▶ [Selected excerpt]

# Scared of outside of cage



## kelsgrv (Mar 7, 2017)

So Lemon is doing really good with interacting with me as long as he is inside his cage. He will step up, play with me, and preen my hand but only when he is in his cage. When i open the cage and let him fly out on his own, he gets scared and doesn't really know what to do with himself. He will just land on something and sit there. if i try to approach him, he no longer wants to step up onto my finger. it seems that he loses his trust with me when he's not in his cage. i've never forced him to come out of his cage, but even when he comes out on his own he's always very timid and nervous. how can i show him that being outside of the cage can be fun and not scary?


----------



## Therm (Aug 2, 2015)

Lemon feels safe in his cage and isn't yet certain when he's out. Have you considered a play gym? This would give him a safe place to sit and play and something familiar that he can start to feel safe on when he's out of his cage.


----------



## FaeryBee (May 9, 2011)

*I agree with Therm.
Setting up a little play area near his cage with a couple of favorite toys and a treat is a good way to start. You can sit near the play area and play with the toys yourself to encourage him to explore it.

Take a look at these threads:

http://talkbudgies.com/taming-bonding/237105-using-positive-reinforcement-training.html

http://talkbudgies.com/taming-bonding/265337-basics-clicker-training.html

Good luck! :wave:*


----------



## JoTaMi (Jan 25, 2017)

Completely agree with Therm and Faery. I have similar situation with Max. Sometimes I even put some leaves on top of cages. It is only important that that is something he knows well and loves it. Only, be aware that it takes time for birds to feel comfortable enough to come down from highest place in room, to any lower place with you near no matter how they love that place. Let him first get comfortable enough being down outside the cage with you near. Dont try to approach him at first  It took a several months for Maks to come from top of the cage to that stage:








Best luck!


----------



## kelsgrv (Mar 7, 2017)

i will try a play gym thanks!! :001_smile:


----------

▶ [Listed entries]

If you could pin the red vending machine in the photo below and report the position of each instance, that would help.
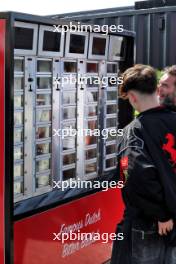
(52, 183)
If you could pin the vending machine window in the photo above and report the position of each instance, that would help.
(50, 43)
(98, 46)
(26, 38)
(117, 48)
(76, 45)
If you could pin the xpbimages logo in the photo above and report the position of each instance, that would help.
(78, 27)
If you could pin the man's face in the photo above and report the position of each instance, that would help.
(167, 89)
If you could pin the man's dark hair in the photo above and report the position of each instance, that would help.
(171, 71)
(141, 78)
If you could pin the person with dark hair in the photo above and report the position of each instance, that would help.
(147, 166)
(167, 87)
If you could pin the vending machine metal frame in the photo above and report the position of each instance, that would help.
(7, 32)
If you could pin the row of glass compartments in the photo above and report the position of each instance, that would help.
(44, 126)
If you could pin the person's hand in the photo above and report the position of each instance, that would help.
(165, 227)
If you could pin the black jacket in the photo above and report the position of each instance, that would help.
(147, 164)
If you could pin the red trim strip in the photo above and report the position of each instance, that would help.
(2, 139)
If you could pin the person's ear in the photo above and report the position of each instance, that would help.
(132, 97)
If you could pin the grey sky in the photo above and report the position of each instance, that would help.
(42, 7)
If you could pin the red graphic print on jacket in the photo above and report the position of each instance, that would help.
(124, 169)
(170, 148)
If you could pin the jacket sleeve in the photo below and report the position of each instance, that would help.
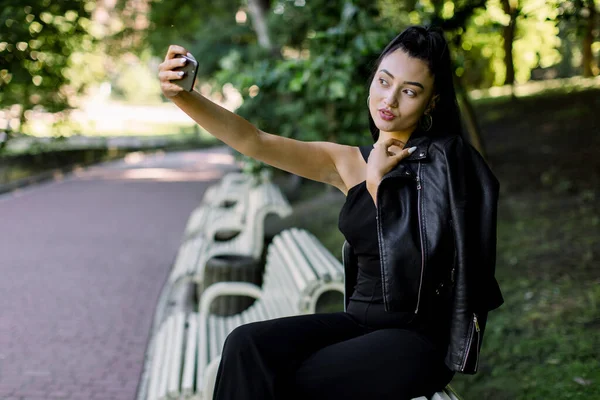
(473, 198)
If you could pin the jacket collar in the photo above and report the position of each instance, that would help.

▶ [What you should do]
In the forum thread about the bird that is frightened outside its cage, why does Therm suggest a play gym? Answer in one to three sentences.

▶ [Written answer]
Therm says Lemon feels safe in his cage but is not yet certain when he is out of it. A play gym would give him a safe place to sit and play, and something familiar that he can start to feel safe on when he is out of his cage.